* START Text provided *

Tenure encourages risk taking *after* tenure. If there was no tenure fewer scholars would take any risks *ever*--just like most people working in contingent jobs.

I'm not sure how a lack of tenure would make people more willing to hire diverse faculty. Wouldn't people who found their own jobs more at risk be even more inclined to stack the deck with people who they believed would watch their backs and wouldn't threaten their jobs?

Posted by: What? | Oct 11, 2018 8:26:47 AM

The very last thing the left needs to do is cede even more power in the employer-employee relationship, the imbalance of which is already at the very bottom among fully-developed countries. The left-wing *attack on tenure* should be to reclaim the mantle of populism from the faux pretenders who now hold it on the right (and use it to make unfunded tax cuts for corporations) by getting people to understand that in any other developed democracy, at-will employment is unheard of. I know, I know, that's actual populism and therefore the vilest Marxism, but it seems to me that the *economically anxious* that propelled Trump to victory might actually want their employers to have to give a legitimate reason for their termination.

* END Text provided *

**Written instruction 1**
According to the comments on tenure, when does tenure encourage risk taking?
**Written instruction 2**
Copy the rows again, starting with the line that contains "of the canyon" and going on through the last line of the rows. Multiply every coordinate in the answers by 1.9 and round to whole numbers, with halves rounded up. Give only those lines.

* START Data shown *

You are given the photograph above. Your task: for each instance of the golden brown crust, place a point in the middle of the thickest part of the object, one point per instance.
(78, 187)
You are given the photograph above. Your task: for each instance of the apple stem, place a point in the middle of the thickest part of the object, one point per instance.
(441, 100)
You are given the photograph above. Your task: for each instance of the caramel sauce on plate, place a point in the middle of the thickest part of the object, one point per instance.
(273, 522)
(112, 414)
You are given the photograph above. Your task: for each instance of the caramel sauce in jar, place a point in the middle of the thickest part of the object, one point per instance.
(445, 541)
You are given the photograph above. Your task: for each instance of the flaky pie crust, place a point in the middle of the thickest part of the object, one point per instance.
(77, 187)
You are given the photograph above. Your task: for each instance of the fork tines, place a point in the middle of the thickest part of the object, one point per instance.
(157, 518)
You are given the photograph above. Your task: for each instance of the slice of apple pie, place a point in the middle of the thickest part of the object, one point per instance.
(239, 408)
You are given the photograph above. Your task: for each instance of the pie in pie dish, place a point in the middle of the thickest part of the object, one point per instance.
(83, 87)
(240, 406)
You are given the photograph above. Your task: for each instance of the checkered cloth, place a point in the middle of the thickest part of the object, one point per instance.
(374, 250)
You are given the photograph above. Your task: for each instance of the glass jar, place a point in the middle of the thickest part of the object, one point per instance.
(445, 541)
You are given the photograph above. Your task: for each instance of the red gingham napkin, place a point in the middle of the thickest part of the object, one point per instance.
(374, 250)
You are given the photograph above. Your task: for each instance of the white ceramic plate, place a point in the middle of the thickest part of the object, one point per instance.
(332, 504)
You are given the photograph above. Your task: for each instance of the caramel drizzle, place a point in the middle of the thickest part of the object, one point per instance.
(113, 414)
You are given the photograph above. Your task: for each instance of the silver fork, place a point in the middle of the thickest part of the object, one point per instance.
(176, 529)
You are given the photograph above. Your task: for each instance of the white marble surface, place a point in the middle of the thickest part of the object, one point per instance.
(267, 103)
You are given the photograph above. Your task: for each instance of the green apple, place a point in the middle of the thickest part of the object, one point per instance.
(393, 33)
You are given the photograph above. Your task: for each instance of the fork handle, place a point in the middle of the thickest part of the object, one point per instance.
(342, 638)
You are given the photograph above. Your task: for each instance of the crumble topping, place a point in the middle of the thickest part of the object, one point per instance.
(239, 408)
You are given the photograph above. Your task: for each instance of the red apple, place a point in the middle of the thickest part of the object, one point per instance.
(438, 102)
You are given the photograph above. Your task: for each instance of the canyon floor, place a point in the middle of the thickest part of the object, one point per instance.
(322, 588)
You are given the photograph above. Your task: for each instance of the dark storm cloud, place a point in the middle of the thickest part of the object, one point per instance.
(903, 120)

* END Data shown *

**Answer 1**
After tenure.

**Answer 2**
You are given the photograph above. Your task: for each instance of the canyon floor, place a point in the middle of the thickest part of the object, one point per instance.
(612, 1117)
You are given the photograph above. Your task: for each instance of the dark storm cloud, place a point in the middle of the thickest part of the object, one point per instance.
(1716, 228)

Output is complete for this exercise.